• _Job_: Return every line of the records below that contains the word "rear", copying each one in full.

%%

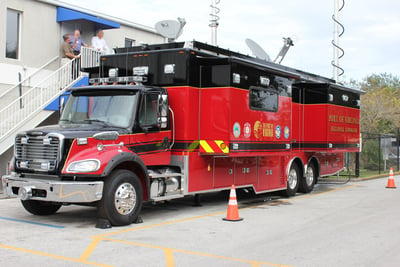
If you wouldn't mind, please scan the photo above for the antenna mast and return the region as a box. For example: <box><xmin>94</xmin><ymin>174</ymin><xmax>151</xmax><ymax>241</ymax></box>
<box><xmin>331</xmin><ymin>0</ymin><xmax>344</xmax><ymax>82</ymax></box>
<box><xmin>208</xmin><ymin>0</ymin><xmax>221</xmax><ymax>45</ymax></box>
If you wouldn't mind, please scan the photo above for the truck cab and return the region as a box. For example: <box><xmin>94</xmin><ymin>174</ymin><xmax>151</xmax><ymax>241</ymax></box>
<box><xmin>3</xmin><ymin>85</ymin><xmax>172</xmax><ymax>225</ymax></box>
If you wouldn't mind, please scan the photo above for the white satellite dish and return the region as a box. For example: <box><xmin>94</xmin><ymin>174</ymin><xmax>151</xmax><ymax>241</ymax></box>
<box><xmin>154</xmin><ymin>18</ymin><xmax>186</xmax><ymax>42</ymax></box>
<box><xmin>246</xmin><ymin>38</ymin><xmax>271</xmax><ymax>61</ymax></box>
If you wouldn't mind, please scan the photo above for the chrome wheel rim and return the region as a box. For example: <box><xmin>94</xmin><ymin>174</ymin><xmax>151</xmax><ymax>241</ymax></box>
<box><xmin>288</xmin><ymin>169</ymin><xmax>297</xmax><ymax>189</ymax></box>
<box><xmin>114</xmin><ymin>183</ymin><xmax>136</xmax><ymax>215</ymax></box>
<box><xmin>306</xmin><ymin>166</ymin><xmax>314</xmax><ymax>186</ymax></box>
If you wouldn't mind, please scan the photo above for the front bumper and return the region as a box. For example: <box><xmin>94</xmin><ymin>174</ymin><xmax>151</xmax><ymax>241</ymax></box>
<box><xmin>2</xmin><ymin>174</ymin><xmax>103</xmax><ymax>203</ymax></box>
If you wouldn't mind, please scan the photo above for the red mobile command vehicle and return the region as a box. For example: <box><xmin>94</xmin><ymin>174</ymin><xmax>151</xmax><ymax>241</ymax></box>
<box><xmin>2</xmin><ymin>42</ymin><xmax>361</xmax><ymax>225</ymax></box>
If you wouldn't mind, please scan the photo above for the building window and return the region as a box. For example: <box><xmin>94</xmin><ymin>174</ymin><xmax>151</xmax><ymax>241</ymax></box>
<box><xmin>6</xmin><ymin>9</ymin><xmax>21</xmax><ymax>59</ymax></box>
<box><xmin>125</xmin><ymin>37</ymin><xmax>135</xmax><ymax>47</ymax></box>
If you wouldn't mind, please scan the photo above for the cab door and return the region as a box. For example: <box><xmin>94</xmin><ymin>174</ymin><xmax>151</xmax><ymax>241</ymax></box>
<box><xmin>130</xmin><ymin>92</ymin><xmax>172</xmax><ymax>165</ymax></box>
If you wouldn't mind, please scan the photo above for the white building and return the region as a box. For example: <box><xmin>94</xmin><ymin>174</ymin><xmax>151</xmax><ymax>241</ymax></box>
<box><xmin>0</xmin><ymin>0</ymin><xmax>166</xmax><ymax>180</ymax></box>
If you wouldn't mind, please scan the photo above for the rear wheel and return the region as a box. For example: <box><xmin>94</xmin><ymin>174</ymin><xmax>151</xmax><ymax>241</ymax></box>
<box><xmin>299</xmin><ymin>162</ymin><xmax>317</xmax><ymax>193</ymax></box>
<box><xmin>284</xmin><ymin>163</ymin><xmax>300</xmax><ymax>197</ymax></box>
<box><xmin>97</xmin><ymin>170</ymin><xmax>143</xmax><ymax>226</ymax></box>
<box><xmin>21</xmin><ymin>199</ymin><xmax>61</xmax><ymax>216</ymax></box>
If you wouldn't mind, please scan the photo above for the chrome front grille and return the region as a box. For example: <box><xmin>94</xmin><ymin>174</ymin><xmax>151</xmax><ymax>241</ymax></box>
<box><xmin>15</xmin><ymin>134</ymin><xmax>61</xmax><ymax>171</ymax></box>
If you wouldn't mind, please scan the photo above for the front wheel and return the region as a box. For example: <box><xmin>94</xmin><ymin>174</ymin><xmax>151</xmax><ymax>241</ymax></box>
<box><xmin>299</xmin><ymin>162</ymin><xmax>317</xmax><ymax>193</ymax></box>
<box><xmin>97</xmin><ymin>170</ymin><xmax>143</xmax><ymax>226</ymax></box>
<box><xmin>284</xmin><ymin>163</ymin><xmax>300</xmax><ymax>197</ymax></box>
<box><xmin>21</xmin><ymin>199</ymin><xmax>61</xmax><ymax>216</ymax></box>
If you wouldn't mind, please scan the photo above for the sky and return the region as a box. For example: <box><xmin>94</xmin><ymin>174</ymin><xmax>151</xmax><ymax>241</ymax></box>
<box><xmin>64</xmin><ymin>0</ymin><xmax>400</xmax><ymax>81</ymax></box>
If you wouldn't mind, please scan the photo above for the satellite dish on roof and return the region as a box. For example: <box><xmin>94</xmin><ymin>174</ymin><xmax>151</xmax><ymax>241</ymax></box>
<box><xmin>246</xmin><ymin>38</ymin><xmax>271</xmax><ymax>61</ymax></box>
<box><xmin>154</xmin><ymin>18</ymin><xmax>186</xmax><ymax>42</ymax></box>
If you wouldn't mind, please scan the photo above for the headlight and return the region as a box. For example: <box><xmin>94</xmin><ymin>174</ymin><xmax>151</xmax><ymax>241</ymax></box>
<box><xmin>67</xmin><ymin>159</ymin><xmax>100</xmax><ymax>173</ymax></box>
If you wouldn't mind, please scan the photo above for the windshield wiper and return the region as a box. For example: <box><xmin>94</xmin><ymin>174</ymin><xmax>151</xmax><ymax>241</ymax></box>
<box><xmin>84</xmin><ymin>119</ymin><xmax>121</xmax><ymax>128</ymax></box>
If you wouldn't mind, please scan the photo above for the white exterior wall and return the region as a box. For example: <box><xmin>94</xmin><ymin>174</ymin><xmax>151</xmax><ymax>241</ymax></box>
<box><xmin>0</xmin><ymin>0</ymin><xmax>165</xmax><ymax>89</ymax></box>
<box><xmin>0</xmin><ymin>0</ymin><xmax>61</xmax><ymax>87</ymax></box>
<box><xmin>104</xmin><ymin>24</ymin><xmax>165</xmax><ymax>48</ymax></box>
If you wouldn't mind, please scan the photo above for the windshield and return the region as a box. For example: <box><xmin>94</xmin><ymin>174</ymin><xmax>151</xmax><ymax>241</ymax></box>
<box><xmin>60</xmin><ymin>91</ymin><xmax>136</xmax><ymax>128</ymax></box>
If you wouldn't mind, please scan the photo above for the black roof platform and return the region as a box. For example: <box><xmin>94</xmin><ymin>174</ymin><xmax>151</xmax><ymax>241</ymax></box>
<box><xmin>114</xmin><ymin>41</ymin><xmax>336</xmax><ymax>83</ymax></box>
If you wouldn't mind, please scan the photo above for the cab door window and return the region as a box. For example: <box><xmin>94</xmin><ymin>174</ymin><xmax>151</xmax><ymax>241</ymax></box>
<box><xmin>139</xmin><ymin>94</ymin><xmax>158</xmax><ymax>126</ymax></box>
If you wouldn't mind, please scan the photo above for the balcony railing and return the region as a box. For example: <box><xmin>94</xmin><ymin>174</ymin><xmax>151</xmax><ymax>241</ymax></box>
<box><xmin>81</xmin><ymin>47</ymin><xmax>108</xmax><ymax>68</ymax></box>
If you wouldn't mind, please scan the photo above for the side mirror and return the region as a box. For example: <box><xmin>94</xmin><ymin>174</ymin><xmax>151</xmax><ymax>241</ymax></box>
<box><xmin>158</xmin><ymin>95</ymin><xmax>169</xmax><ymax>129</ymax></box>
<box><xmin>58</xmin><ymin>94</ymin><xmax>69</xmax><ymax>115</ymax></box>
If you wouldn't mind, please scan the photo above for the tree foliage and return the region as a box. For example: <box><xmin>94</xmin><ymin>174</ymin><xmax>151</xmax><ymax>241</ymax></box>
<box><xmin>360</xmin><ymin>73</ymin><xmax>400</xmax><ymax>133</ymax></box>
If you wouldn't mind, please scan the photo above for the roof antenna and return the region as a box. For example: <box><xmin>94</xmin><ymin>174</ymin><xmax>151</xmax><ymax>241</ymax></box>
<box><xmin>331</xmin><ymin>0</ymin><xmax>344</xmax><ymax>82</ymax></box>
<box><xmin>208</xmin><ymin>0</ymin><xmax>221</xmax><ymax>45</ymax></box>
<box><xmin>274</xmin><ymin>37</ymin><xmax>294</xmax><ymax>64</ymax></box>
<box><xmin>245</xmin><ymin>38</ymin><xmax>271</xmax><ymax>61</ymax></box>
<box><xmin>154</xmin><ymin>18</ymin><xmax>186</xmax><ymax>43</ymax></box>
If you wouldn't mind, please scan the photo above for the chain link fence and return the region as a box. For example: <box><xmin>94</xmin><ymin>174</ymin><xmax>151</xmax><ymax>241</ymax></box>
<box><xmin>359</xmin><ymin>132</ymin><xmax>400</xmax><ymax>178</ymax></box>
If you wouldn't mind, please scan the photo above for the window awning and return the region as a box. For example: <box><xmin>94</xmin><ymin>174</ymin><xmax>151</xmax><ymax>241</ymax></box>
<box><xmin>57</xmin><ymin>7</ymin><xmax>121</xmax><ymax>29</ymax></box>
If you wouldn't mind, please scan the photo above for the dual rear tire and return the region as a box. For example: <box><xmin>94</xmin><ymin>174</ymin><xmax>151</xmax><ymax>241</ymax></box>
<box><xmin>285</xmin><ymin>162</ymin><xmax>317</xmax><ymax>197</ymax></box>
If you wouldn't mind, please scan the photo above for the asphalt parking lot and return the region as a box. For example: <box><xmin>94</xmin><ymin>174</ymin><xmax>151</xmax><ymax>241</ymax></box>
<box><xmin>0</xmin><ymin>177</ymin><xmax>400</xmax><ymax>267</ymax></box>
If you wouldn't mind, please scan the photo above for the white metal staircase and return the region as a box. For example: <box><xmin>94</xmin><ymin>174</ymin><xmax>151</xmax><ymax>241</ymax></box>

%%

• _Written answer_:
If you wouldn't mind, please scan the photo above for the rear wheel and return the region as a box. For example: <box><xmin>94</xmin><ymin>174</ymin><xmax>151</xmax><ymax>241</ymax></box>
If you wouldn't mind, please scan the photo above for the dual rear tire and return the region as a box. For example: <box><xmin>94</xmin><ymin>174</ymin><xmax>151</xmax><ymax>241</ymax></box>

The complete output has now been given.